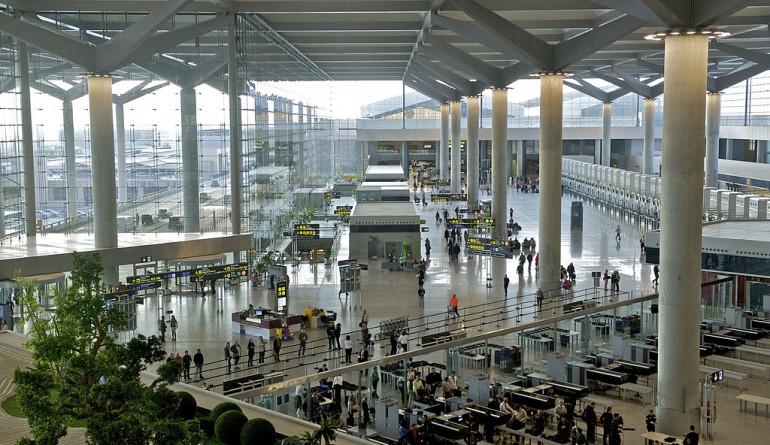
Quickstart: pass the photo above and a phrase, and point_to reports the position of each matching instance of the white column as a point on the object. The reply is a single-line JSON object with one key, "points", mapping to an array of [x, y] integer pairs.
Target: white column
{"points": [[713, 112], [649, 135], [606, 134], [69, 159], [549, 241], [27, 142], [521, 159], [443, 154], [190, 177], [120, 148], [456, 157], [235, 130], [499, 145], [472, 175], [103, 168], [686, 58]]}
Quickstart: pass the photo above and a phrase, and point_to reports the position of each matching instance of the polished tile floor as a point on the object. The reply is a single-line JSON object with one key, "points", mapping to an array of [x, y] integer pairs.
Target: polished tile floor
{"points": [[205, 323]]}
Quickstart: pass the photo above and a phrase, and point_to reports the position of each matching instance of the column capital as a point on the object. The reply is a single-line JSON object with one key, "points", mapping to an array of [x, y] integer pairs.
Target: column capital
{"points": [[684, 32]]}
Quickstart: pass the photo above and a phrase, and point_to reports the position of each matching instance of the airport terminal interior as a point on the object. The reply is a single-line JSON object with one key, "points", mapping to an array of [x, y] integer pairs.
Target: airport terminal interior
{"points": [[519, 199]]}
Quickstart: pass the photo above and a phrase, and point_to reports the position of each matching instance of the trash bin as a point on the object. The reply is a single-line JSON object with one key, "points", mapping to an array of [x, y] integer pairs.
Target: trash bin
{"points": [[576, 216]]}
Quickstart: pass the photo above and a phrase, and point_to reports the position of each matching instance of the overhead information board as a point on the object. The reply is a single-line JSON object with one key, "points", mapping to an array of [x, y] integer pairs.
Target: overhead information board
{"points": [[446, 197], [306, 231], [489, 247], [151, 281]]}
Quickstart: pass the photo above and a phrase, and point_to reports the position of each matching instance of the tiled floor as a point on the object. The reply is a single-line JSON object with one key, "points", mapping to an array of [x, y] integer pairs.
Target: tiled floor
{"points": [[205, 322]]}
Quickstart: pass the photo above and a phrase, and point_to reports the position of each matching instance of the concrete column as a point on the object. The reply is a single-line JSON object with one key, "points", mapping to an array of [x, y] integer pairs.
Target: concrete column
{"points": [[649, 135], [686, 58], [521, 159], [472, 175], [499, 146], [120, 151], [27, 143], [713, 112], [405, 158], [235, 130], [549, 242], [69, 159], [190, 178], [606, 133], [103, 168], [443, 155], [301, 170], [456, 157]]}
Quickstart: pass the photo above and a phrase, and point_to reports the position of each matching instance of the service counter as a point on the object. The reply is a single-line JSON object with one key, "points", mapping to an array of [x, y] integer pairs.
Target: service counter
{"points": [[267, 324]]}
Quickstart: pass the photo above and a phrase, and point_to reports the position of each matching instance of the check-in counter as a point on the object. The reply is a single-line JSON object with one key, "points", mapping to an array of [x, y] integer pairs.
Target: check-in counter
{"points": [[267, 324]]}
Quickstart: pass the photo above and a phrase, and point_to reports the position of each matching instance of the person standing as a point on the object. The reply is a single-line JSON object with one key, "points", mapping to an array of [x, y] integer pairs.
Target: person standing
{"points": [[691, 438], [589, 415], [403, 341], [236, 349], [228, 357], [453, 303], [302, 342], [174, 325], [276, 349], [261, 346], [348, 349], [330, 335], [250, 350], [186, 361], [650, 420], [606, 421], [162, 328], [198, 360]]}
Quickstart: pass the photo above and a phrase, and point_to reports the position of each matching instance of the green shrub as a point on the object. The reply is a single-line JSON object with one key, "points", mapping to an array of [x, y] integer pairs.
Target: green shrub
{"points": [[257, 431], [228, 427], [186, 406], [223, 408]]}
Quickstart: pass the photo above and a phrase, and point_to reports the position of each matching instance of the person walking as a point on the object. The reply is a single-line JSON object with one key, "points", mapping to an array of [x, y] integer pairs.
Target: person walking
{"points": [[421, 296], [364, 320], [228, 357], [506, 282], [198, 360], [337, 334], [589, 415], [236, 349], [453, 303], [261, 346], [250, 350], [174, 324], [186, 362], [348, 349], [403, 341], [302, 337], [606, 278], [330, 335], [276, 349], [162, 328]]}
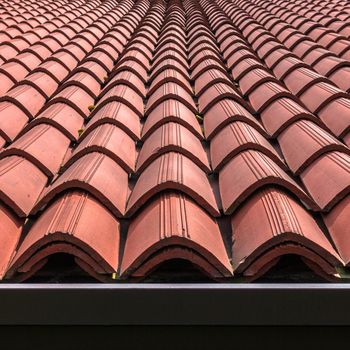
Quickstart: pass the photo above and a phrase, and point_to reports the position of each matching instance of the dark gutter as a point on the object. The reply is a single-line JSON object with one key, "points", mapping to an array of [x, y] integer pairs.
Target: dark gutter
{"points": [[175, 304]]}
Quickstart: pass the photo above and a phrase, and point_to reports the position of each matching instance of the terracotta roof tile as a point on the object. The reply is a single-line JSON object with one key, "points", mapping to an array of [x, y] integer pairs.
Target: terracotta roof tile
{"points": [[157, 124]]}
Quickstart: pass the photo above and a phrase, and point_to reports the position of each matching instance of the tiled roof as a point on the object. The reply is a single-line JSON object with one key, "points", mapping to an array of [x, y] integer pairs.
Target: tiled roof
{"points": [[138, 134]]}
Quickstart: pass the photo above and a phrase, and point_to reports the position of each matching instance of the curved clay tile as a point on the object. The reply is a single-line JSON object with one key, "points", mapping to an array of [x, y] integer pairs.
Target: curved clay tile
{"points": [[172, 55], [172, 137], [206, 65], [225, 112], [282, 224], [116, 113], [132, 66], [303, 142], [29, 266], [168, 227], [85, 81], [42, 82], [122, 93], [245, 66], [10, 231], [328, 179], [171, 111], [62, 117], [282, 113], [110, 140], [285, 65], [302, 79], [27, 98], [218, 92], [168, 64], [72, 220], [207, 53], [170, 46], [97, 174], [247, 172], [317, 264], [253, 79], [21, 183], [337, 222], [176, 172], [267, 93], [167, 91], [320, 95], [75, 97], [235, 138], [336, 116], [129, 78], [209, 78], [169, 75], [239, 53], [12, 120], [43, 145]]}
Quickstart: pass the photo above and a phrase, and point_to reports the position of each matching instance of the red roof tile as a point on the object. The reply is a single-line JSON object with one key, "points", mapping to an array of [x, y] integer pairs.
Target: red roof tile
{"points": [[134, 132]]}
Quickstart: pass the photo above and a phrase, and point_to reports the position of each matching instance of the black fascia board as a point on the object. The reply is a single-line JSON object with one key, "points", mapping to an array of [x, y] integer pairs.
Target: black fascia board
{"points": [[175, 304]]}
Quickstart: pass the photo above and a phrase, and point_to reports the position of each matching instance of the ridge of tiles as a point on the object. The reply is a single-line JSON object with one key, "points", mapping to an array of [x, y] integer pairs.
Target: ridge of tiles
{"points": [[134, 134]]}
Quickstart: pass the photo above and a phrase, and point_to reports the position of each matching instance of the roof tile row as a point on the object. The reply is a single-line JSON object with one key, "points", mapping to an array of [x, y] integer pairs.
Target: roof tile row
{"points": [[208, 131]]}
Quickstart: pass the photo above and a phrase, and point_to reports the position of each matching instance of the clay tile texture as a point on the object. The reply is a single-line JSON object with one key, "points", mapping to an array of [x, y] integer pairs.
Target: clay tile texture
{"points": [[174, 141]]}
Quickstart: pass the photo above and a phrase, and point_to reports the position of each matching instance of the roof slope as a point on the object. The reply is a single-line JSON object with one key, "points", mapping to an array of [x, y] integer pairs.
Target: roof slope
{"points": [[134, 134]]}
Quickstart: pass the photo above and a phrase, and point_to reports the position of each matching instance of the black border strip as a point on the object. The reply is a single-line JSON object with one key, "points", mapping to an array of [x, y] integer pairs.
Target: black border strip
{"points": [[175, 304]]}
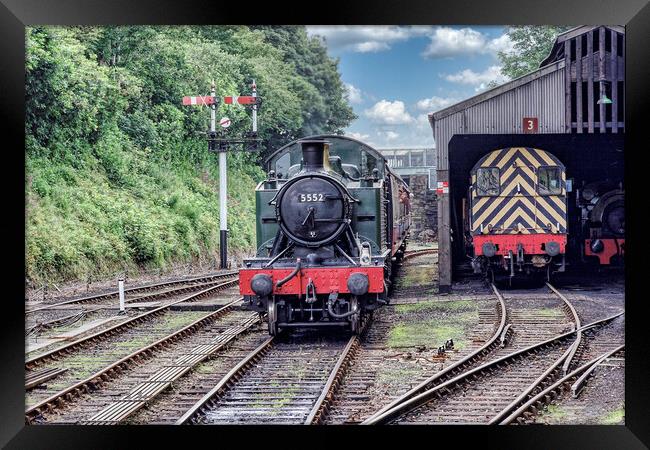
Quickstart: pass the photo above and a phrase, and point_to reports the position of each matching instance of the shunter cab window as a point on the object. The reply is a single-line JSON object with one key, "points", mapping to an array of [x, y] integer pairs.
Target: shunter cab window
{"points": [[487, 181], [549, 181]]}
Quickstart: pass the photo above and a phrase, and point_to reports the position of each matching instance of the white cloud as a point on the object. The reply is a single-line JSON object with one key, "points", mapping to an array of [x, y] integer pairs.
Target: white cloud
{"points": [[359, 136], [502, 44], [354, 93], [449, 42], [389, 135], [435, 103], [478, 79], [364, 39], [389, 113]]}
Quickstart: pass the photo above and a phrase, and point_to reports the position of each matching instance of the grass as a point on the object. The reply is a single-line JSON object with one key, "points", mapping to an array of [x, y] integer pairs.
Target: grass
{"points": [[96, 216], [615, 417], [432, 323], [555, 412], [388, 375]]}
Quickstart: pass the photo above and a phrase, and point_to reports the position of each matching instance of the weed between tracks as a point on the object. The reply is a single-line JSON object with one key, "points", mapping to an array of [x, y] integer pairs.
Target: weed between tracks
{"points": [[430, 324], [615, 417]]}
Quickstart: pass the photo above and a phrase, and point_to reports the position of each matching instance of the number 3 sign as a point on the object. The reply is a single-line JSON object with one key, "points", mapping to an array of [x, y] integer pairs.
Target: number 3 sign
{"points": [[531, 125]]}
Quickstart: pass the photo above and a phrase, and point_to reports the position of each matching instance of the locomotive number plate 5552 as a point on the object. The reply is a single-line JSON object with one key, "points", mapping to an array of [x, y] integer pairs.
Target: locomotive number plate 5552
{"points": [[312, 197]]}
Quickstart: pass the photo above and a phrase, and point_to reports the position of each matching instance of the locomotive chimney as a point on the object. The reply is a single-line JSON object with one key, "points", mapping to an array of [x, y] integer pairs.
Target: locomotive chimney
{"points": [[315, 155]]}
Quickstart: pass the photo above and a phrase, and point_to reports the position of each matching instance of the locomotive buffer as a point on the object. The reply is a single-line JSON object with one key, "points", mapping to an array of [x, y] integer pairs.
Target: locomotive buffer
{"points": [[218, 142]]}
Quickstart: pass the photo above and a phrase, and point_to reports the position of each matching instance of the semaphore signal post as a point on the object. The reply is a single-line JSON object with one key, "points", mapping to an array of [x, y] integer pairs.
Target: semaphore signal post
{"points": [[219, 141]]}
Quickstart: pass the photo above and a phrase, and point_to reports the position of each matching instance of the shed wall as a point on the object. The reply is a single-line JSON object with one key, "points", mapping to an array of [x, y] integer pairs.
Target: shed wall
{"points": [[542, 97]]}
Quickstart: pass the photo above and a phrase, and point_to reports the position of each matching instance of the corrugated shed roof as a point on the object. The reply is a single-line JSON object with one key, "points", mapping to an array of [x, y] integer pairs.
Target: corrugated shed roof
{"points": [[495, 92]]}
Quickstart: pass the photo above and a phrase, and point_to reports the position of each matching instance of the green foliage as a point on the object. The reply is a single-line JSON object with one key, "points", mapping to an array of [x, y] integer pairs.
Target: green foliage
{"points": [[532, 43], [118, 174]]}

------------------------------------

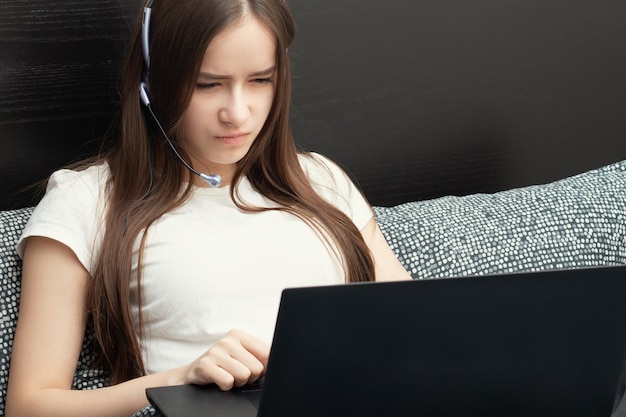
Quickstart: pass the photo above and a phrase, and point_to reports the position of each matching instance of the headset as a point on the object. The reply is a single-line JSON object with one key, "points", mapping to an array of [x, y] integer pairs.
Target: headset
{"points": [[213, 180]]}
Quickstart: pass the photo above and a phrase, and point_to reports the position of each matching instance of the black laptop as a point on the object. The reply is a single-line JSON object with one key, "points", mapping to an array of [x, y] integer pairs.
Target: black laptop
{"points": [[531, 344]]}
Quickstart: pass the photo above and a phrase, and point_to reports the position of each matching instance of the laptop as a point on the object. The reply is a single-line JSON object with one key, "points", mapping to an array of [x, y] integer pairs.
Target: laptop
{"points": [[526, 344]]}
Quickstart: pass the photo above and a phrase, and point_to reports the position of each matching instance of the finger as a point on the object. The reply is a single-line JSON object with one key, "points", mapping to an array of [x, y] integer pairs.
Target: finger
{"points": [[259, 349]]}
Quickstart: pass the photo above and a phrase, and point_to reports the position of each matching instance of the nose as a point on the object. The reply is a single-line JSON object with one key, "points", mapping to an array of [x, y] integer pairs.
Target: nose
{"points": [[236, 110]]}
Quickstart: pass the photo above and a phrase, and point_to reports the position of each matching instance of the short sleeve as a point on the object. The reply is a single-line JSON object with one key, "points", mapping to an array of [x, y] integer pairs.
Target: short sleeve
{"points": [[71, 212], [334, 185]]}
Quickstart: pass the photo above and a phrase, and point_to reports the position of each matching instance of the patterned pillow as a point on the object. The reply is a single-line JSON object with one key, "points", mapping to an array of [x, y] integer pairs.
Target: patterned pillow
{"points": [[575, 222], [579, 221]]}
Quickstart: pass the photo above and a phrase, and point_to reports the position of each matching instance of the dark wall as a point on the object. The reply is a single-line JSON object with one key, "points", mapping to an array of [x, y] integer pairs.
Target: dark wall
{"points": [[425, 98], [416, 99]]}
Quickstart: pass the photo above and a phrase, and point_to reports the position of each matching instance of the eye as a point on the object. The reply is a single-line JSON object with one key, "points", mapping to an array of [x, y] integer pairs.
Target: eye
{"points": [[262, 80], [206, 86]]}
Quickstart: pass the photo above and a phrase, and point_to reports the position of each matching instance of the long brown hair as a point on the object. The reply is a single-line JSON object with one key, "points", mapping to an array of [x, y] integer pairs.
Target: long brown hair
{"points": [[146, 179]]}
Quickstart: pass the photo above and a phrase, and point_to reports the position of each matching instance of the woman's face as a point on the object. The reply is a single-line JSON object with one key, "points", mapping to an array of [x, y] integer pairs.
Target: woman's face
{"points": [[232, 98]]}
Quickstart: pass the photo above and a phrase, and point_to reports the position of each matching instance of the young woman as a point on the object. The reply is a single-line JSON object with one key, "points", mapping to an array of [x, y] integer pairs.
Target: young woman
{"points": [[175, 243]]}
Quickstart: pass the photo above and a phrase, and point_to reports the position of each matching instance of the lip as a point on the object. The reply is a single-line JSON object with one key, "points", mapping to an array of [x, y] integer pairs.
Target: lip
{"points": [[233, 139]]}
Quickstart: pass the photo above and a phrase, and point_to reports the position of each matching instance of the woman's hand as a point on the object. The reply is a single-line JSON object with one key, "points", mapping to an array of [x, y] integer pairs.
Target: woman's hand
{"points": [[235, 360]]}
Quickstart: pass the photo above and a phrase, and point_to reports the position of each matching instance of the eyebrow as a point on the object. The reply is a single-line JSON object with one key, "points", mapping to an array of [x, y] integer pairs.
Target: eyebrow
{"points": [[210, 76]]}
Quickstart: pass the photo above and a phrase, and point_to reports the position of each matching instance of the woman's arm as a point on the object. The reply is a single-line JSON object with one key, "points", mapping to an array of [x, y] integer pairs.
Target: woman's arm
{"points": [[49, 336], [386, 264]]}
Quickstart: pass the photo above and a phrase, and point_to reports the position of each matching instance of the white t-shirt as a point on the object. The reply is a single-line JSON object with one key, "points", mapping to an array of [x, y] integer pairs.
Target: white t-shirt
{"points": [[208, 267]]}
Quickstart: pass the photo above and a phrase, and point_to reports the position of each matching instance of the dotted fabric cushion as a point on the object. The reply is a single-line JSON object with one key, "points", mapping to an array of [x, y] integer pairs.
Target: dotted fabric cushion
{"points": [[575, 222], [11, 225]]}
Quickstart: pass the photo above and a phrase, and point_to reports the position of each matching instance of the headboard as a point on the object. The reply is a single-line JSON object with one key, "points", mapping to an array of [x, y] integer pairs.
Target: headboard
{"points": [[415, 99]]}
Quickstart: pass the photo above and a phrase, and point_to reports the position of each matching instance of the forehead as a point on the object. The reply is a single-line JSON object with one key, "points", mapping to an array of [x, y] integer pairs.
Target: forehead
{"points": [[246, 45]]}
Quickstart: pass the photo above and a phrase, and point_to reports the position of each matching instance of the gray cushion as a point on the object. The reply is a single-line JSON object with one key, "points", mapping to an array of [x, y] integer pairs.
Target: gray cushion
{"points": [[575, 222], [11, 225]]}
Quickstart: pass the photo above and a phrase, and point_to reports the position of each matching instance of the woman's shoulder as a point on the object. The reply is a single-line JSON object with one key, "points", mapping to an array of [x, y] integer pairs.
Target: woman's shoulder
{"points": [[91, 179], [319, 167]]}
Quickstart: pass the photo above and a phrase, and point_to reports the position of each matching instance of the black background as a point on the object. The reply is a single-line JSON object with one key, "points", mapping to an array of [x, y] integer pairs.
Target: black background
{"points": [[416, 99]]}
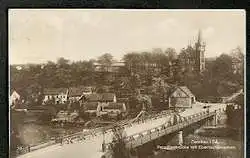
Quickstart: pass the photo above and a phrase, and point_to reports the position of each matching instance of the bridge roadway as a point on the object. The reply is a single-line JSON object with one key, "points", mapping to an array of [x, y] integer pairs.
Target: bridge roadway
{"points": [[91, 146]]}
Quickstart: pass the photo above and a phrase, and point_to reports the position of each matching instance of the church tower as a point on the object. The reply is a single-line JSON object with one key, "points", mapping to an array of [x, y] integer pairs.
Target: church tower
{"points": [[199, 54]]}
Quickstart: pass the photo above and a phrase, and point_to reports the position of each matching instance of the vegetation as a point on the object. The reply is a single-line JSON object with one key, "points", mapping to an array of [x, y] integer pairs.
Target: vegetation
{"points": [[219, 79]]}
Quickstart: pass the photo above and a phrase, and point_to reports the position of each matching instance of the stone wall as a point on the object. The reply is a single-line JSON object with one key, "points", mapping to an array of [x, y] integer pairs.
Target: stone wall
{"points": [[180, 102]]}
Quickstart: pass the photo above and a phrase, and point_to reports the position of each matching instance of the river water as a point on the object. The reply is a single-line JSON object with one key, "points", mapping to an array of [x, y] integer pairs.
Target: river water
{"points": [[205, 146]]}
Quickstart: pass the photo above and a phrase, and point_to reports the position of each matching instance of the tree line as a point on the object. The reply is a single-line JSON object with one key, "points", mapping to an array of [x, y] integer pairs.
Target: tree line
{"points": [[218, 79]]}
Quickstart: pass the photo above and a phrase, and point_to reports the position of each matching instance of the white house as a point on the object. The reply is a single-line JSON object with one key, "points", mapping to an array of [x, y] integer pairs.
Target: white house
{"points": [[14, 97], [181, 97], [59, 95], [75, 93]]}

------------------------------------

GIVEN PROBLEM — Reproduce word for word the part of the material that opens with the line containing "the white column" and closes with the line containing "Target: white column", including both of those lines.

TASK SOLUTION —
Quickstart: pass the photo above and a phrase, and point_to reports the position of each matching instance of the white column as a point on the object. The reply is a single-line JSON object with one key, "points", mapping to an array of [x, y] integer pairs.
Target: white column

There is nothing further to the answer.